Written exercise
Return each line in the material below that contains the string "grout", with case-sensitive matching.
═══ Information given
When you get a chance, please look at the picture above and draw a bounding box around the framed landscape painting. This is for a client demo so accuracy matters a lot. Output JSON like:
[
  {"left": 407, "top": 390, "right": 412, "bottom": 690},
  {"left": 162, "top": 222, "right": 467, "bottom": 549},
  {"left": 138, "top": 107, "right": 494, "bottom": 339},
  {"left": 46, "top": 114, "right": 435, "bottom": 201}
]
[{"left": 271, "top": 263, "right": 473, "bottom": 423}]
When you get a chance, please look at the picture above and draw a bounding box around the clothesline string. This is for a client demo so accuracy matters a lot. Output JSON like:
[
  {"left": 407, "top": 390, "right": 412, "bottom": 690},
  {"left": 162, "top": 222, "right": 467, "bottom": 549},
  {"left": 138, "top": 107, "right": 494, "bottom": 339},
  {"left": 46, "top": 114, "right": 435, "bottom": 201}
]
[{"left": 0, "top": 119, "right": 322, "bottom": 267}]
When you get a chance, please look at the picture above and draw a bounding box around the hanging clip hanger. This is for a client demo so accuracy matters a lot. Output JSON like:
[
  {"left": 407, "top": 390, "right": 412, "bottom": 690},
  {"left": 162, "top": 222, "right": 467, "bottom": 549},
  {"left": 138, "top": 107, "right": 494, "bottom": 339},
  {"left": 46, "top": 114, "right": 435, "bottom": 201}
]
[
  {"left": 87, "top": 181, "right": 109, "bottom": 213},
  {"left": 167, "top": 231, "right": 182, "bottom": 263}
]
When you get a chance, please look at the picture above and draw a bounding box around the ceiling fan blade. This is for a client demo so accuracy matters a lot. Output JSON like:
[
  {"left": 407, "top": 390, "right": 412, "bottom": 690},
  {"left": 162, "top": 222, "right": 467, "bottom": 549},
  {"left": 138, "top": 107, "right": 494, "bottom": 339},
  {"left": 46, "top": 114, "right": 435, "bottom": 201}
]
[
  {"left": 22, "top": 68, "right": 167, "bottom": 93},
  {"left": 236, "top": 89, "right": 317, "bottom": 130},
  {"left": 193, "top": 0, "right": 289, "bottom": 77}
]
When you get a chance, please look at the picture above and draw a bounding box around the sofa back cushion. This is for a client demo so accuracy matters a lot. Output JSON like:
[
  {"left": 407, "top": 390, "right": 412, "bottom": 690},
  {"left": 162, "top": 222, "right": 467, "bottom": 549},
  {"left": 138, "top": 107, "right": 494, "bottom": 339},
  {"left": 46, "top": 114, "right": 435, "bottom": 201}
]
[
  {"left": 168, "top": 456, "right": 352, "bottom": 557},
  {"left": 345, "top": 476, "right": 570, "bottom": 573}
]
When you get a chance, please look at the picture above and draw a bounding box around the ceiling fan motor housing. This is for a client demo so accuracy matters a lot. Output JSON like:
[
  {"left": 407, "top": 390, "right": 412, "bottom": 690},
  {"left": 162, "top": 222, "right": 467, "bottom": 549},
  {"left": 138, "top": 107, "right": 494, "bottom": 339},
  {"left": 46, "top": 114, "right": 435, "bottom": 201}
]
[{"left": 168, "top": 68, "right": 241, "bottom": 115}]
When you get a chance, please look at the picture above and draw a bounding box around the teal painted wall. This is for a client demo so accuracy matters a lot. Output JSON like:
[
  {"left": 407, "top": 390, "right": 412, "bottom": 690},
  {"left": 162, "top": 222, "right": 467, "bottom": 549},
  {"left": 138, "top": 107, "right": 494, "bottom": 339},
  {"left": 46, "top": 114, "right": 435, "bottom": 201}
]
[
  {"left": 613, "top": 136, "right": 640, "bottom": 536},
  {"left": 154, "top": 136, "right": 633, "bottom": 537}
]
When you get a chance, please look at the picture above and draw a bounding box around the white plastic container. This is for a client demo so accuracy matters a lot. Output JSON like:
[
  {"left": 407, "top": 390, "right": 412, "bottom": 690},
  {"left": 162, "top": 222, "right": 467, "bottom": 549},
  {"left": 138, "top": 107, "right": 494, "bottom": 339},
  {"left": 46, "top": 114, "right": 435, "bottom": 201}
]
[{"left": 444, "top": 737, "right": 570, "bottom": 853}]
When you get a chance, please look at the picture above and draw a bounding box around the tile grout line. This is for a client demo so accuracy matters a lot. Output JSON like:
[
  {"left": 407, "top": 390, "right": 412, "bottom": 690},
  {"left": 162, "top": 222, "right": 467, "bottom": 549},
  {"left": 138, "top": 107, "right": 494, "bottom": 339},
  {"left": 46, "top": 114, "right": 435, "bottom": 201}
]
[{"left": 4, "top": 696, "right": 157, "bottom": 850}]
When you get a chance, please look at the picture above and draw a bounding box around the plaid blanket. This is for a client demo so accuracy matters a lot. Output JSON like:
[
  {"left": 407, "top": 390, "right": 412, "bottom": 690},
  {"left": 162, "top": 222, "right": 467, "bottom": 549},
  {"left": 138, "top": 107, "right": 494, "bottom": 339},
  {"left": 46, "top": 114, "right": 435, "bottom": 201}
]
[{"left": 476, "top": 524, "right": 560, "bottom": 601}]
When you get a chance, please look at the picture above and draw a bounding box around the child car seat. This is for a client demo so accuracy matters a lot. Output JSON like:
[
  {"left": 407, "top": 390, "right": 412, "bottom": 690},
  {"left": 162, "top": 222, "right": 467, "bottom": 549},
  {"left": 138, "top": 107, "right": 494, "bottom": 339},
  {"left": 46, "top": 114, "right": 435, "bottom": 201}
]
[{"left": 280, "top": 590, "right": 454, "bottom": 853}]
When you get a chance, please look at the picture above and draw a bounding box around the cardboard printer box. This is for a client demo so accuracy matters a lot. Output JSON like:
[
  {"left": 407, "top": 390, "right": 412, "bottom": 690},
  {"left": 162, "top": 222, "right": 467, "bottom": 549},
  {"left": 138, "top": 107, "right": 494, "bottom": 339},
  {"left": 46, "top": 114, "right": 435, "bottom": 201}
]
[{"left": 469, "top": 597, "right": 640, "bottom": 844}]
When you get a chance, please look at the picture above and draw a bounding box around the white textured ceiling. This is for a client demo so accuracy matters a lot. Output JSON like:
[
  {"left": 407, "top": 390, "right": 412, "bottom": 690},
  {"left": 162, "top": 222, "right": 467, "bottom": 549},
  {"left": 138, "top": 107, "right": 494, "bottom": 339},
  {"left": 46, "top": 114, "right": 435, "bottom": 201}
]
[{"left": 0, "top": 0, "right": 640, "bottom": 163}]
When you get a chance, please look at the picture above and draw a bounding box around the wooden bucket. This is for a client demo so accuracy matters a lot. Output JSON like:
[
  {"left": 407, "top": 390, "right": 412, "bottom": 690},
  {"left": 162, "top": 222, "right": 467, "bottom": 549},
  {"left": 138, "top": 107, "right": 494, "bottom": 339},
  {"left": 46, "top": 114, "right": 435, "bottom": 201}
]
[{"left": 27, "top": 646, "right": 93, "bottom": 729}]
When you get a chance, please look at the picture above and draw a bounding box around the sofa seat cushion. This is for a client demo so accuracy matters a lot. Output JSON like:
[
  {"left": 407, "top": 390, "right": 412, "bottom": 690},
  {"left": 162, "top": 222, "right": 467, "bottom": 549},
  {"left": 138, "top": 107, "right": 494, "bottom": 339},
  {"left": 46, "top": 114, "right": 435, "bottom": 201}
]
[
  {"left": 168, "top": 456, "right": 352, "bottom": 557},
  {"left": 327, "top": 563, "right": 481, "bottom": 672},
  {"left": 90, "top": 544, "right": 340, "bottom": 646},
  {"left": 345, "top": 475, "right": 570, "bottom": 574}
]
══════
Written reply
When you get a chance, please look at the picture above and draw a bounding box around the tile grout line. This is for a client demo so accuracy matters a lot. Output JSON like:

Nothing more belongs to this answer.